Dominique Boucher Publié: 29 novembre, 2016 / Modifié: 30 novembre, 2016
Non, la vie ça n'est pas ça…
Une caresse et puis s'en va. Une gifle et puis revient. Une promesse et puis j'ten fiche. Un projet et puis j't'annule. On s'appelle et puis ben non. On se revoie mais non jamais.

Non, ça c'est l'enfer sans décor.

Comme dans une pièce la plus noire. Même pas. Au théâtre, les meurtrissures se jouent et le rideau tombé les comédiens s'en retournent à leur affaire, cette vie de la vie qui continue. Sans trop de bleus. Sans trop de casse. Un jambon beurre arrosé d'une pression, sur le tard, et la vie se rentre à pied ou en taxi.
Tu le vois, lui, qui tord sa douleur, accroché à son pilier comme au filin d'un aérostat qui l'arracherait à sa détresse pour le monter aux nues, il est sur la scène et se donne à fond. Plus il y croit, plus il nous frissonne. Il se libère du plus profond des émotions précieuses, essentielles au rôle. Mais au plus profond encore, il garde le contrôle de lui-même sachant qu'il s'y tient bien au chaud sa raison. Celle de l'homme de la vie. Peut-être un peu ébréchée sur le bord, mais pas de quoi en faire un plat.
Tu le vois, cet autre, s'arrachant les cheveux de son cœur ? Tout à l'heure il partira au bras de sa compagne, et ils partageront la nuit de sourires et de tendresse, jusqu'au petit matin. Il se lèvera un peu tôt, un peu fatigué, mais heureux d'accompagner sa petite à l'école.

*CONSIGNE*
Reprenez le texte étudié depuis les mots « Dominique Boucher Publié: 29 » jusqu'aux mots « mais non jamais. » inclus, en remplaçant « gifle » par « claque ». Les données qui suivent ne sont pas nécessaires.

*DONNÉES FOURNIES*
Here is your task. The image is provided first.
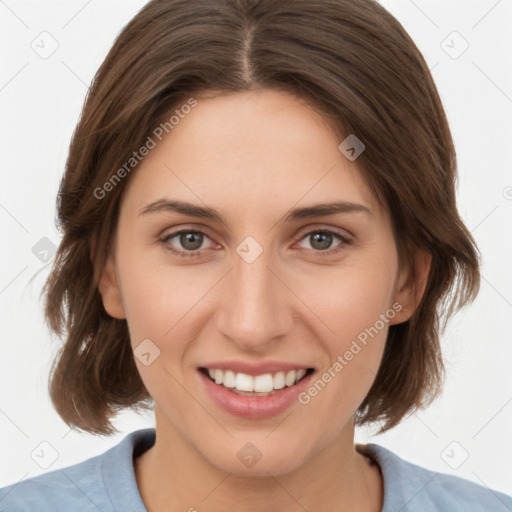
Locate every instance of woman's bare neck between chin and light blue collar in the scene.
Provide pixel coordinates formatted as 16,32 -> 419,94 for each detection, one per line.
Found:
134,414 -> 383,512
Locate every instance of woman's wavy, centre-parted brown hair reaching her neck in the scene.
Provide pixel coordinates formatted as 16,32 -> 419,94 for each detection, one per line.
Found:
43,0 -> 479,434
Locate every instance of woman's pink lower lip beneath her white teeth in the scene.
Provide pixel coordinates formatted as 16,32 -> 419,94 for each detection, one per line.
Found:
199,371 -> 314,420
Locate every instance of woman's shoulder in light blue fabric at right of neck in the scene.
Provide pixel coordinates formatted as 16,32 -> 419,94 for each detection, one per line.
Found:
357,444 -> 512,512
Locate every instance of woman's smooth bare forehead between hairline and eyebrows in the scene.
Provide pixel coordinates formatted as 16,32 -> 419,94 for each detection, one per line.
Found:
124,90 -> 384,221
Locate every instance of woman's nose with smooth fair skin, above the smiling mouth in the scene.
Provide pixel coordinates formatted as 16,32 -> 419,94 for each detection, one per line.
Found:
216,243 -> 294,351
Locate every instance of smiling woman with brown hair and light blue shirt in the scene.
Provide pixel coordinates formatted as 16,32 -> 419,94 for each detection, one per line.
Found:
0,0 -> 512,512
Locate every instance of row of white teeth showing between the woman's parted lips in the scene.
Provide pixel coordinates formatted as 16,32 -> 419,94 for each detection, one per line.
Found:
199,368 -> 314,396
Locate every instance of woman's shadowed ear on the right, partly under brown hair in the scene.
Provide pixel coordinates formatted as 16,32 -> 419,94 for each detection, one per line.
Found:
389,249 -> 432,325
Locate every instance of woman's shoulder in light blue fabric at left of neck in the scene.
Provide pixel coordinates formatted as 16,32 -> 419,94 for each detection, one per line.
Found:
0,429 -> 154,512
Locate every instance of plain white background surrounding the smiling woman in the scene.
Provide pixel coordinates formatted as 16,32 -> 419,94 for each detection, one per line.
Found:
0,0 -> 512,500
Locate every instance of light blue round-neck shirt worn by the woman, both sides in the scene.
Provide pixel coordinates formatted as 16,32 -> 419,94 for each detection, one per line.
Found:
0,428 -> 512,512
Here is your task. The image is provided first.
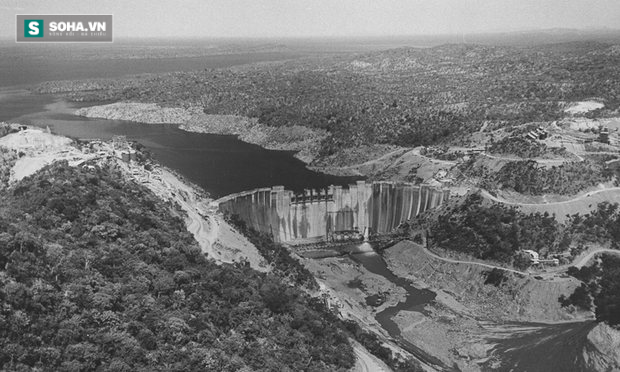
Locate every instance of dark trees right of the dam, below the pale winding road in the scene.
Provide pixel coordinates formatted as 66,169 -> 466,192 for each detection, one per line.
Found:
424,198 -> 620,325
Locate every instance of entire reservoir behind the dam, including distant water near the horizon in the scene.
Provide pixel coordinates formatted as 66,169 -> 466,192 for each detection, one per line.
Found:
0,39 -> 359,197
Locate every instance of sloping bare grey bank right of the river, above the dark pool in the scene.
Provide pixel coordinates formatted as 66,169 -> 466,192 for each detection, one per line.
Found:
385,242 -> 589,322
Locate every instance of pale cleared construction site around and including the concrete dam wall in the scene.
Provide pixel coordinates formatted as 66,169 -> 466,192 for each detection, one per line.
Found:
0,99 -> 620,370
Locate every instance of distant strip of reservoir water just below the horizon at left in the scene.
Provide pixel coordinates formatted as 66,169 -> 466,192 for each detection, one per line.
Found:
0,40 -> 300,87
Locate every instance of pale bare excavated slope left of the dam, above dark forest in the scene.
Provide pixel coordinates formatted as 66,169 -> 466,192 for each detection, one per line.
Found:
0,126 -> 270,272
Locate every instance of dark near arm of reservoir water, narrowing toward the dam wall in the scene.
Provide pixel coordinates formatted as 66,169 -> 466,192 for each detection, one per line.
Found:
0,90 -> 360,197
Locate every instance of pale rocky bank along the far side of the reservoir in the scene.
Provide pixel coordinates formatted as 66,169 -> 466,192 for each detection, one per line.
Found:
75,102 -> 328,163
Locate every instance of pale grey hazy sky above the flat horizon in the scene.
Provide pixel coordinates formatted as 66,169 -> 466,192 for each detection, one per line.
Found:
0,0 -> 620,39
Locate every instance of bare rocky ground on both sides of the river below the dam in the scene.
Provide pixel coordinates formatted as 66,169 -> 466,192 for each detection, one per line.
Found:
304,241 -> 591,371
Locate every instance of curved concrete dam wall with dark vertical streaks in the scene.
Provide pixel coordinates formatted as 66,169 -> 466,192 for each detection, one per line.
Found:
216,181 -> 450,242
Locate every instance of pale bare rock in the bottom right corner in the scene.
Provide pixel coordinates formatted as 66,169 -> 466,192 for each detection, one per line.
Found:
583,323 -> 620,372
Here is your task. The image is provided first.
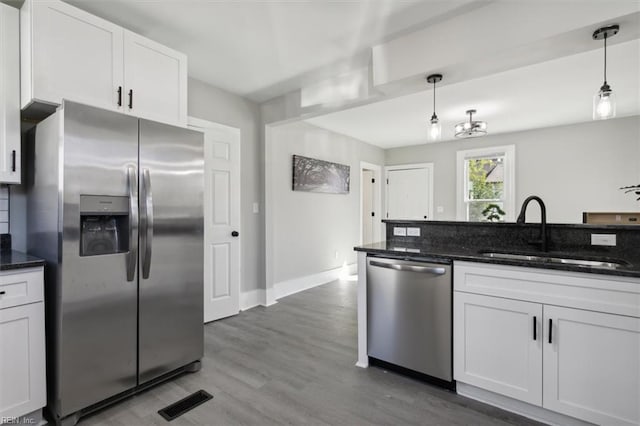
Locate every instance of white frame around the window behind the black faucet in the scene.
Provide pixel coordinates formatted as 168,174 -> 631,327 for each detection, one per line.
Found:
456,145 -> 516,222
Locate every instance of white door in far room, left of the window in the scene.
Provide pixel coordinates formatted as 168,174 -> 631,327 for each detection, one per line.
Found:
387,165 -> 433,220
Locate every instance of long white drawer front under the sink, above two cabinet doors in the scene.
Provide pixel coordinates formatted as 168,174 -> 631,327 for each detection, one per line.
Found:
453,262 -> 640,317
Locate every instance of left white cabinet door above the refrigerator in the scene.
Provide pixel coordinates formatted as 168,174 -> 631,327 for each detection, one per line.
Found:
20,0 -> 124,110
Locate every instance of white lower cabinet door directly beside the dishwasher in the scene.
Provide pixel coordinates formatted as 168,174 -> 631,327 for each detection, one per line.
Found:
454,292 -> 542,405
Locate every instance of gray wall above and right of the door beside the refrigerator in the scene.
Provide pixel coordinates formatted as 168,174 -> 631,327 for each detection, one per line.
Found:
188,78 -> 265,291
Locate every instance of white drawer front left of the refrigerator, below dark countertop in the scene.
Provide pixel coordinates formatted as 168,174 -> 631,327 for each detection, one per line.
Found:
0,268 -> 44,309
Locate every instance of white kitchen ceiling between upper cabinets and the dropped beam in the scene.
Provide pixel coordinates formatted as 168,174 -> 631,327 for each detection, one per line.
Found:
68,0 -> 476,102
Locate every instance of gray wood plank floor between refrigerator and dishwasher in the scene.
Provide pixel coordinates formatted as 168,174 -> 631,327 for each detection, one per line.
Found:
80,281 -> 537,426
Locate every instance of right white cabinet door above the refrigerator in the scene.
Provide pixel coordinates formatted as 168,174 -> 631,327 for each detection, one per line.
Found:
124,31 -> 187,126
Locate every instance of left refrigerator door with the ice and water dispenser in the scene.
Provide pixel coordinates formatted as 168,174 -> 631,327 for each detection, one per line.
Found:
57,101 -> 138,416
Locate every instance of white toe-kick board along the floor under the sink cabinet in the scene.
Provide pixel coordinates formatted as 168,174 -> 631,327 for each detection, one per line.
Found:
456,382 -> 591,426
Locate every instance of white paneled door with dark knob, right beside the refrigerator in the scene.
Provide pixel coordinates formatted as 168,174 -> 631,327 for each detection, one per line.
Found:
189,118 -> 241,322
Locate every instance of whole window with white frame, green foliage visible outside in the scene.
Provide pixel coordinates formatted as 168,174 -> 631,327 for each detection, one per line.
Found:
457,145 -> 515,222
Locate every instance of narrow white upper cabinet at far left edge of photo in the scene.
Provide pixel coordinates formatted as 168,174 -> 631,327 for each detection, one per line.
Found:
0,3 -> 20,183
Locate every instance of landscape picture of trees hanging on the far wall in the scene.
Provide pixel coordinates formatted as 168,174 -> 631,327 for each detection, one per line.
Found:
293,155 -> 351,194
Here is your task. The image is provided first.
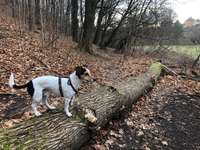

*RÉPONSE ATTENDUE*
Dominique Boucher Publié: 29 novembre, 2016 / Modifié: 30 novembre, 2016
Non, la vie ça n'est pas ça…
Une caresse et puis s'en va. Une claque et puis revient. Une promesse et puis j'ten fiche. Un projet et puis j't'annule. On s'appelle et puis ben non. On se revoie mais non jamais.